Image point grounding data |
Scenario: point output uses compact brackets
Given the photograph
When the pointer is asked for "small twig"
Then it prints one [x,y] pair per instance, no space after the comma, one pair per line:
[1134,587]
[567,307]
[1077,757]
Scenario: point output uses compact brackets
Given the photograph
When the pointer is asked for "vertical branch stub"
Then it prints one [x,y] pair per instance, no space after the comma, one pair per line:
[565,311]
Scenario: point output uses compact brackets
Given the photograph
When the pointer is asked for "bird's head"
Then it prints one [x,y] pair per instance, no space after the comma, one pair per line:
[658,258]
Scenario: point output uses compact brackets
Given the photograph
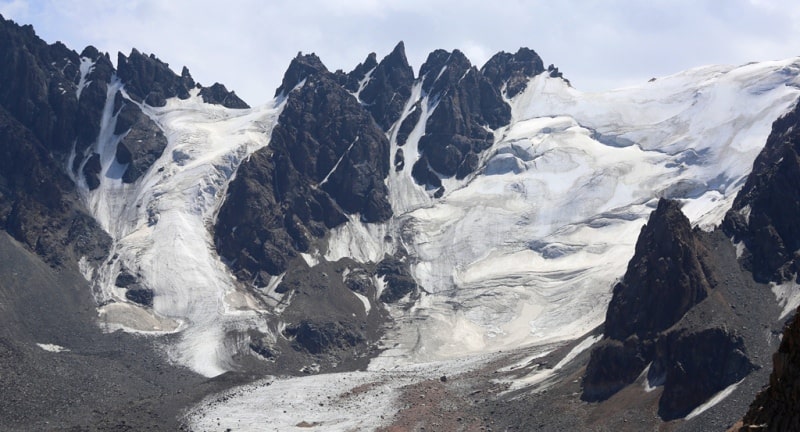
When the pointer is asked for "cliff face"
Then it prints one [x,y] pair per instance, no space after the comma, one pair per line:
[670,273]
[775,408]
[673,273]
[765,213]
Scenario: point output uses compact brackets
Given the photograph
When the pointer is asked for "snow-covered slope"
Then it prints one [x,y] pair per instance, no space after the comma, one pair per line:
[523,252]
[160,228]
[526,251]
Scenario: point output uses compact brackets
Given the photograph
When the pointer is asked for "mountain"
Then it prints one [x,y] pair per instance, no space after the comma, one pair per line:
[461,248]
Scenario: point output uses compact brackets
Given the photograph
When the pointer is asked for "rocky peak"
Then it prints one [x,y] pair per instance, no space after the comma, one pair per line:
[352,80]
[764,214]
[442,70]
[467,107]
[299,69]
[662,313]
[388,88]
[665,278]
[327,158]
[218,94]
[513,70]
[147,79]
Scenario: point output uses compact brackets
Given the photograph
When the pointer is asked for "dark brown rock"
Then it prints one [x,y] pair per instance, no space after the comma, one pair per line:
[327,158]
[147,79]
[667,275]
[467,104]
[513,70]
[764,214]
[388,88]
[775,408]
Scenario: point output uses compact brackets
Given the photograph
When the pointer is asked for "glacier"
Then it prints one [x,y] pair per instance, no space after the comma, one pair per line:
[526,251]
[160,229]
[522,253]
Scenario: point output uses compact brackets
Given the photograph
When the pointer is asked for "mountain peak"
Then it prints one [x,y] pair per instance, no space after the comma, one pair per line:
[513,70]
[299,69]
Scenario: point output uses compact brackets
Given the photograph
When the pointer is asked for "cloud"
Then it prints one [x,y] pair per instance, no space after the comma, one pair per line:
[247,44]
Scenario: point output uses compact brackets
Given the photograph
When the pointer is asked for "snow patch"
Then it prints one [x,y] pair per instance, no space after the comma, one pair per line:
[52,347]
[717,398]
[159,226]
[788,296]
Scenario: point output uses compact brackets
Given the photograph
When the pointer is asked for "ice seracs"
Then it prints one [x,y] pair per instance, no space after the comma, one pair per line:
[159,225]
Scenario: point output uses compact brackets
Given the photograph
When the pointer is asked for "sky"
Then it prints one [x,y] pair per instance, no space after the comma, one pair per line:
[247,44]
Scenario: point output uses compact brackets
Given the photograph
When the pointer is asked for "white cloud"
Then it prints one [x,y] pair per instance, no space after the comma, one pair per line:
[247,44]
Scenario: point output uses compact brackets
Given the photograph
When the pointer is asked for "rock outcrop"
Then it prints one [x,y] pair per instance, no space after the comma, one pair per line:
[667,275]
[512,71]
[149,80]
[39,123]
[327,159]
[775,408]
[143,141]
[648,322]
[388,88]
[467,106]
[765,213]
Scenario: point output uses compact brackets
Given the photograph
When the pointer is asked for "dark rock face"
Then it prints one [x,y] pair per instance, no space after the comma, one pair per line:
[147,79]
[43,96]
[775,408]
[695,366]
[90,108]
[299,69]
[143,143]
[665,278]
[670,274]
[38,204]
[352,80]
[218,94]
[513,70]
[39,115]
[614,364]
[765,213]
[388,88]
[327,158]
[467,104]
[397,274]
[143,296]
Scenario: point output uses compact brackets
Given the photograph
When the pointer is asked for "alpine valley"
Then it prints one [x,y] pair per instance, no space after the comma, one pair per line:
[458,249]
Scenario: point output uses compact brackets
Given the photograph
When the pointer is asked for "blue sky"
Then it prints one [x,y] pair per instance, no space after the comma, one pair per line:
[247,44]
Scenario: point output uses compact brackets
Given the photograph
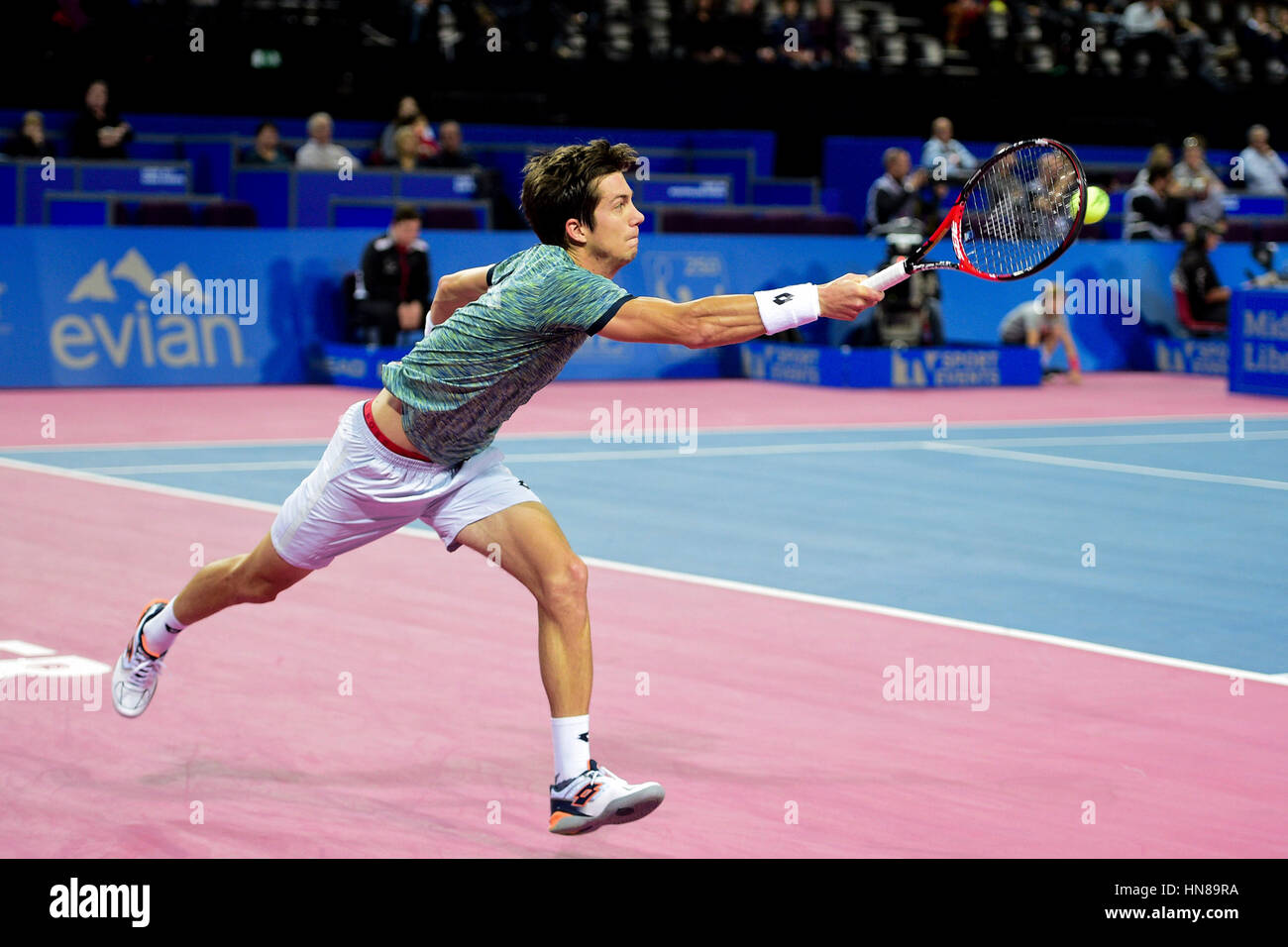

About this exercise | Lines containing the word "dark": copy every one of them from the records above.

Response box |
When the pointer is asked for "dark brown rock"
When the pointer is asked for "dark rock face"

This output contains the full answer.